SOURCE DATA>
================================
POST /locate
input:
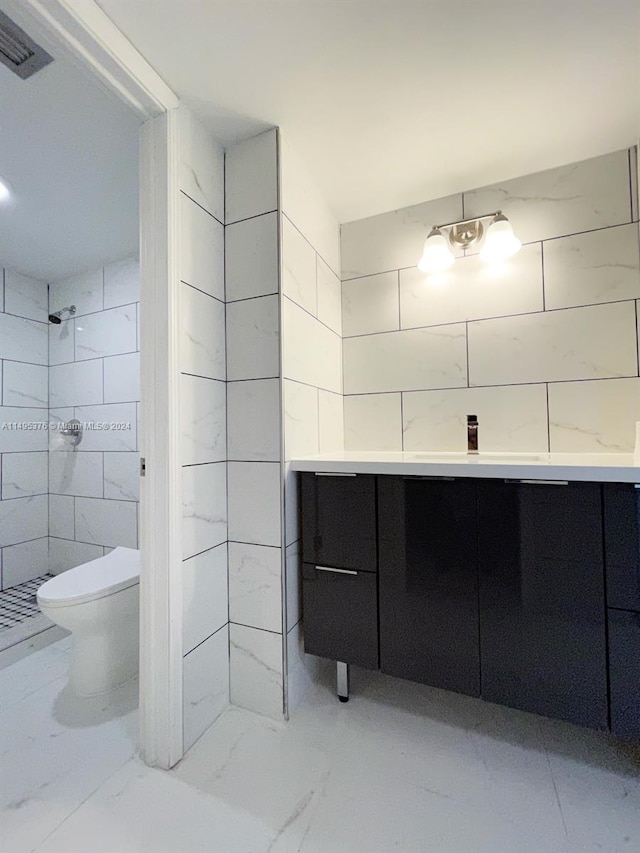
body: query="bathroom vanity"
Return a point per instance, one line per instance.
(511, 578)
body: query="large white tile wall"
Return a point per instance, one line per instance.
(203, 402)
(543, 348)
(254, 425)
(312, 410)
(24, 400)
(94, 376)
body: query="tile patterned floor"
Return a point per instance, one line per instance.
(399, 768)
(18, 603)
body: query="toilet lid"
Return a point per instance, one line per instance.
(107, 575)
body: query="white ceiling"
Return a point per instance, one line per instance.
(70, 151)
(392, 103)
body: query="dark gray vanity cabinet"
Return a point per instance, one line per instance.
(622, 554)
(542, 599)
(428, 577)
(340, 563)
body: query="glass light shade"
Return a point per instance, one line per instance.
(437, 255)
(500, 242)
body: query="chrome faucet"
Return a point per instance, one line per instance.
(472, 433)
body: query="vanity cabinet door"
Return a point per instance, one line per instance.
(428, 580)
(622, 545)
(339, 520)
(542, 603)
(341, 614)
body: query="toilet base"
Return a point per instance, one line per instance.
(100, 663)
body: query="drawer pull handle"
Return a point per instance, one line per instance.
(337, 571)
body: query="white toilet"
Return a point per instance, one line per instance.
(99, 603)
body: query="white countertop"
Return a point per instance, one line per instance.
(592, 467)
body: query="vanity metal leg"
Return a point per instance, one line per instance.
(342, 673)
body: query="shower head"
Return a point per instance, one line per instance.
(56, 318)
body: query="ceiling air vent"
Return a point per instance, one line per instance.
(19, 52)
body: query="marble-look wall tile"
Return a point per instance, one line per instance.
(578, 197)
(305, 206)
(205, 596)
(473, 289)
(205, 685)
(203, 420)
(118, 430)
(253, 350)
(13, 439)
(104, 522)
(62, 342)
(254, 502)
(121, 283)
(61, 516)
(253, 416)
(23, 519)
(204, 507)
(201, 165)
(65, 554)
(23, 340)
(312, 353)
(25, 385)
(298, 268)
(201, 249)
(251, 252)
(329, 296)
(76, 473)
(255, 586)
(294, 584)
(122, 476)
(75, 384)
(85, 291)
(598, 266)
(594, 417)
(371, 304)
(511, 418)
(25, 296)
(122, 378)
(251, 177)
(391, 241)
(25, 561)
(406, 361)
(106, 333)
(577, 343)
(331, 421)
(301, 420)
(256, 670)
(24, 474)
(373, 422)
(202, 342)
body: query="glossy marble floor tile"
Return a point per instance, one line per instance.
(399, 768)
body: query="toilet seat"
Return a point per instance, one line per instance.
(99, 578)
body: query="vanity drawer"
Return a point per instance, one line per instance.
(341, 614)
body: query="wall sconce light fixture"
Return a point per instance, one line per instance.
(499, 243)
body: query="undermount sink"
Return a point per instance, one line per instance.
(479, 457)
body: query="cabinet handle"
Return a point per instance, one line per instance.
(337, 571)
(541, 482)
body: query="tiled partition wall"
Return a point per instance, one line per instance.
(544, 348)
(23, 452)
(311, 369)
(94, 376)
(203, 441)
(253, 421)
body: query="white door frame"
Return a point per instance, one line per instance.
(86, 35)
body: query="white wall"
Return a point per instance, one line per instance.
(23, 451)
(94, 376)
(205, 617)
(544, 349)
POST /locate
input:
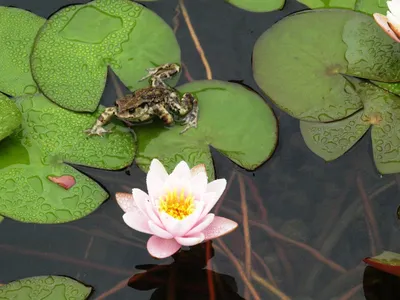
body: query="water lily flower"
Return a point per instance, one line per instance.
(391, 22)
(176, 209)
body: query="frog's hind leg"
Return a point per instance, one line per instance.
(161, 73)
(189, 108)
(102, 120)
(161, 112)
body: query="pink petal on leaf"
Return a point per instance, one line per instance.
(201, 225)
(159, 231)
(137, 220)
(201, 168)
(125, 201)
(382, 21)
(219, 227)
(162, 248)
(65, 181)
(191, 240)
(182, 170)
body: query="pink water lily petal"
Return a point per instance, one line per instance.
(158, 231)
(137, 220)
(219, 227)
(191, 240)
(201, 225)
(180, 227)
(199, 184)
(217, 186)
(162, 248)
(125, 201)
(209, 200)
(182, 170)
(382, 21)
(201, 168)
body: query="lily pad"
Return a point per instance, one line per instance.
(45, 287)
(371, 53)
(18, 31)
(300, 64)
(366, 6)
(10, 116)
(258, 5)
(232, 119)
(387, 261)
(383, 109)
(48, 136)
(332, 140)
(77, 44)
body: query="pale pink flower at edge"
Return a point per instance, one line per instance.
(391, 22)
(176, 209)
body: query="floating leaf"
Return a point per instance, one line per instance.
(332, 140)
(371, 54)
(383, 110)
(48, 136)
(393, 87)
(232, 119)
(17, 35)
(45, 287)
(387, 261)
(10, 116)
(366, 6)
(75, 46)
(258, 5)
(306, 82)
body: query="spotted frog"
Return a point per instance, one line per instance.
(157, 100)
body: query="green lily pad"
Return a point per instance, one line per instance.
(258, 5)
(306, 82)
(332, 140)
(17, 35)
(371, 53)
(48, 136)
(301, 65)
(77, 44)
(45, 287)
(235, 121)
(384, 110)
(10, 116)
(366, 6)
(393, 87)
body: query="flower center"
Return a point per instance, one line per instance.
(177, 205)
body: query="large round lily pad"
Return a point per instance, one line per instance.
(18, 31)
(77, 44)
(258, 5)
(48, 136)
(332, 140)
(45, 287)
(10, 116)
(300, 61)
(366, 6)
(232, 119)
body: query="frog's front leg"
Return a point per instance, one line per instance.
(161, 73)
(102, 120)
(188, 108)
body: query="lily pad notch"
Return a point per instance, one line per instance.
(76, 45)
(320, 87)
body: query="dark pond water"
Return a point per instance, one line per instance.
(315, 232)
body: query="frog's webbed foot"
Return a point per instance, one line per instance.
(158, 74)
(100, 131)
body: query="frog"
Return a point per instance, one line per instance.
(157, 100)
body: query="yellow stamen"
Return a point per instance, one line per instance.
(177, 206)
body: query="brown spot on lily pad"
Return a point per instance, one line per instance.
(390, 30)
(65, 181)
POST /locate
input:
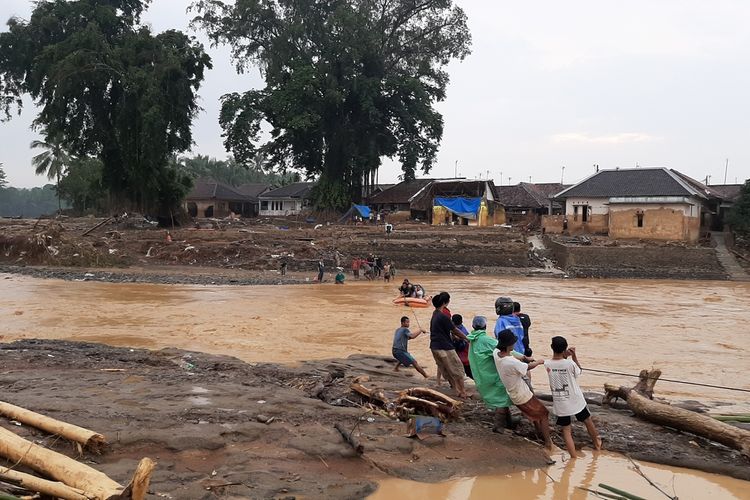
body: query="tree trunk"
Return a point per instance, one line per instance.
(60, 467)
(85, 437)
(639, 401)
(50, 488)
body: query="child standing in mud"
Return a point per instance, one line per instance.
(567, 397)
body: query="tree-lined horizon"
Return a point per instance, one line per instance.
(108, 88)
(347, 82)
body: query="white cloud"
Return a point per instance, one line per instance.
(584, 138)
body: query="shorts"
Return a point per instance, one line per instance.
(449, 365)
(403, 357)
(534, 410)
(580, 416)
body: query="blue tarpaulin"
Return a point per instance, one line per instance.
(467, 208)
(363, 210)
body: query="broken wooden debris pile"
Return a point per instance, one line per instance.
(640, 400)
(409, 402)
(64, 477)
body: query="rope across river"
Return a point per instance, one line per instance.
(671, 380)
(699, 384)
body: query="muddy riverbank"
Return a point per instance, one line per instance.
(222, 428)
(128, 250)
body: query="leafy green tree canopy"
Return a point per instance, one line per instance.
(110, 88)
(347, 83)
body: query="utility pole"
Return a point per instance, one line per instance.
(726, 166)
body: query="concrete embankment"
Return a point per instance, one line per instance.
(674, 262)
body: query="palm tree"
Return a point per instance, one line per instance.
(53, 162)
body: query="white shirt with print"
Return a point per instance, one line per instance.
(567, 397)
(511, 372)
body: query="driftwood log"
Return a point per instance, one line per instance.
(94, 484)
(350, 438)
(88, 439)
(49, 488)
(639, 399)
(417, 399)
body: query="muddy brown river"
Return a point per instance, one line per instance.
(693, 331)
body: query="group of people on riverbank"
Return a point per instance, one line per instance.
(373, 268)
(500, 364)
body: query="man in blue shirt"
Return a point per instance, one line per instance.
(507, 321)
(400, 350)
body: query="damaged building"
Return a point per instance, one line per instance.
(649, 203)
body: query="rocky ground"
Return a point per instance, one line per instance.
(221, 428)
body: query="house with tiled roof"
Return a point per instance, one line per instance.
(286, 200)
(649, 203)
(210, 198)
(525, 198)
================================
WHAT THE TASK REQUIRES> Return all the material exactly, pictures excluded.

WRITTEN SOLUTION>
POST /locate
input:
body: query="bathroom vanity"
Return a point per instance, one line per instance.
(511, 578)
body: query="large white tile wall"
Return a point per instance, one line per instance.
(203, 402)
(543, 348)
(254, 425)
(312, 410)
(24, 400)
(94, 376)
body: query="tile patterned floor"
Return a point per instance, one line per instance.
(399, 768)
(18, 603)
body: query="toilet lid"
Return a point per instance, one line per instance.
(107, 575)
body: query="white ceiling"
Return a point per instance, one line per instance.
(70, 151)
(392, 103)
body: query="dark gray vanity cabinet"
Return a point per instance, one line per instance.
(622, 554)
(542, 599)
(428, 577)
(340, 563)
body: query="glass light shade"
Return a point per instance, one line per instance.
(437, 255)
(500, 242)
body: query="chrome faucet"
Return a point per instance, one line per instance.
(472, 433)
body: query="vanity cabinet door"
Return a point per instance, one line per instance.
(428, 580)
(622, 545)
(339, 520)
(542, 603)
(341, 614)
body: query="toilet base"
Return a point per instance, one line per instance.
(100, 663)
body: query="drawer pull handle"
Return a point per instance, one line per instance.
(337, 571)
body: query="white toilet"
Return a point per instance, one line per instance.
(99, 603)
body: query="white countertop"
Return a point per instance, one line per instance.
(592, 467)
body: query="vanity metal leg"
Return a point per instance, one line per instance.
(342, 673)
body: query="shower head"
Return a point per instance, one line per instance.
(56, 318)
body: query="ceiling air vent"
Return a point per instance, one line per instance.
(19, 52)
body: query="marble-look wall tile"
Return a point per instance, one line per instance.
(578, 197)
(305, 206)
(205, 596)
(473, 289)
(205, 685)
(203, 420)
(118, 430)
(253, 350)
(13, 439)
(104, 522)
(62, 342)
(254, 502)
(121, 283)
(61, 516)
(253, 416)
(23, 519)
(204, 507)
(201, 165)
(65, 554)
(23, 340)
(312, 353)
(25, 385)
(298, 268)
(201, 249)
(251, 252)
(329, 296)
(76, 473)
(255, 586)
(294, 584)
(122, 476)
(75, 384)
(85, 291)
(598, 266)
(594, 417)
(371, 304)
(511, 418)
(25, 296)
(122, 378)
(251, 177)
(391, 241)
(25, 561)
(406, 361)
(106, 333)
(577, 343)
(331, 421)
(301, 420)
(256, 670)
(24, 474)
(373, 422)
(202, 342)
body: query="glossy marble floor tile"
Return a point per instance, one line per instance.
(399, 768)
body: query="toilet seat"
Return a point per instance, one line per instance.
(99, 578)
body: query="vanity drawer"
Return a point per instance, one line per instance.
(341, 614)
body: query="wall sconce light fixture"
Return a point per instance, one line per instance.
(499, 243)
body: query="undermount sink"
Return a point per instance, one line per instance.
(479, 457)
body: query="cabinet handle"
Return a point per instance, one line per instance.
(337, 571)
(541, 482)
body: query="tiled partition wall"
Return a point per instance, one line per instance.
(544, 348)
(23, 452)
(311, 369)
(94, 376)
(203, 441)
(253, 421)
body: query="white door frame"
Return a point per instance, one line per instance.
(86, 35)
body: query="white wall"
Return a point per instance, one line per instance.
(23, 451)
(94, 376)
(205, 617)
(544, 349)
POST /locate
input:
body: query="water lily flower"
Return a point per instance, one line per instance.
(391, 22)
(176, 209)
body: query="frog's hind leg"
Return a point per instance, one line per instance.
(161, 73)
(189, 108)
(102, 120)
(161, 112)
body: query="pink petal on leaf"
Return a point per instance, one line per instance.
(201, 225)
(159, 231)
(137, 220)
(201, 168)
(125, 201)
(382, 21)
(219, 227)
(162, 248)
(65, 181)
(191, 240)
(182, 170)
body: query="pink water lily petal"
Return a point per instance, one line per instance.
(158, 231)
(137, 220)
(219, 227)
(191, 240)
(201, 225)
(180, 227)
(199, 184)
(217, 186)
(162, 248)
(125, 201)
(209, 200)
(182, 170)
(382, 21)
(201, 168)
body: query="lily pad"
Return a point per instance, one line per instance.
(45, 287)
(371, 53)
(18, 31)
(300, 64)
(366, 6)
(10, 116)
(258, 5)
(232, 119)
(387, 261)
(383, 109)
(48, 136)
(332, 140)
(77, 44)
body: query="pale pink flower at edge"
Return a point per instance, one line per instance.
(391, 22)
(176, 209)
body: query="floating leaf"
Return a point per instance, one line per instance.
(332, 140)
(371, 54)
(383, 110)
(48, 136)
(393, 87)
(232, 119)
(17, 35)
(45, 287)
(387, 261)
(10, 116)
(366, 6)
(75, 46)
(258, 5)
(306, 82)
body: query="spotted frog"
Return a point per instance, one line per instance.
(157, 100)
body: query="green lily pad"
Return a point per instance, one line per instance.
(258, 5)
(306, 82)
(332, 140)
(17, 35)
(371, 53)
(48, 136)
(301, 65)
(77, 44)
(45, 287)
(235, 121)
(384, 110)
(10, 116)
(366, 6)
(393, 87)
body: query="flower center"
Return a point per instance, one line per instance.
(177, 205)
body: query="large round lily pad"
Return a point per instance, one line per instance.
(18, 31)
(77, 44)
(258, 5)
(48, 136)
(332, 140)
(45, 287)
(10, 116)
(300, 61)
(366, 6)
(232, 119)
body: query="frog's front leg"
Return a point per instance, one line per instance.
(161, 73)
(102, 120)
(188, 108)
body: query="lily pad notch"
Return a point per instance, one line per instance.
(76, 45)
(320, 87)
body: query="dark pond water"
Return a point per instance, one line per instance.
(315, 232)
body: query="frog's webbed foot"
Return a point per instance, one line per instance.
(158, 74)
(100, 131)
body: query="frog"
Return a point per instance, one line per instance.
(157, 100)
body: query="yellow stamen"
Return a point per instance, one line per instance.
(177, 206)
body: query="brown spot on lily pad"
Return a point per instance, one line per instance.
(390, 30)
(65, 181)
POST /locate
input:
body: query="tree trunk"
Return a point per instance, one line per instance.
(60, 467)
(85, 437)
(639, 401)
(50, 488)
body: query="child standing in mud"
Return a point per instance, one line per instance.
(567, 397)
body: query="tree-lined horizon"
Return a point per instance, one line per instance.
(108, 88)
(347, 82)
body: query="white cloud"
Return a point per instance, one line per instance.
(584, 138)
body: query="shorts"
Return a point per instance, one line per instance.
(449, 365)
(403, 357)
(534, 410)
(580, 416)
body: query="blue tarpaulin"
Return a point per instance, one line per instance.
(467, 208)
(363, 210)
body: query="broken wooden debris pile"
Return a point per instance, one line per instance.
(640, 400)
(409, 402)
(64, 477)
body: query="rope across river"
Return a point per instance, one line per instance.
(671, 380)
(699, 384)
body: query="muddy riverbank"
Return a point per instance, one line per instance.
(222, 428)
(128, 250)
body: query="leafy green tree canopy"
Return a point per instance, one line per instance.
(110, 88)
(347, 83)
body: query="utility pole"
Return a point per instance, one line per instance.
(726, 166)
body: query="concrete embankment"
Return a point per instance, one line per instance.
(674, 262)
body: query="palm tree"
Return a point per instance, one line per instance.
(53, 162)
body: query="white shirt with print"
Return a point per instance, one line per instance.
(567, 397)
(511, 372)
body: query="driftwood log"
Return a point per instance, one line per instance.
(94, 484)
(350, 438)
(88, 439)
(49, 488)
(639, 399)
(417, 399)
body: query="muddy brown river"
Return a point per instance, one line per instance.
(693, 331)
body: query="group of people on riverbank"
Return a point per instance, one line per instance.
(373, 268)
(500, 364)
body: query="man in blue shirt"
Return a point per instance, one line per instance.
(507, 321)
(400, 350)
body: query="damaged building"
Return a point per instance, one line per instance.
(649, 203)
body: query="rocky ground"
Return a point per instance, one line per instance.
(221, 428)
body: query="house with tiled roof"
Return a point per instance, one line per instance.
(286, 200)
(649, 203)
(210, 198)
(525, 198)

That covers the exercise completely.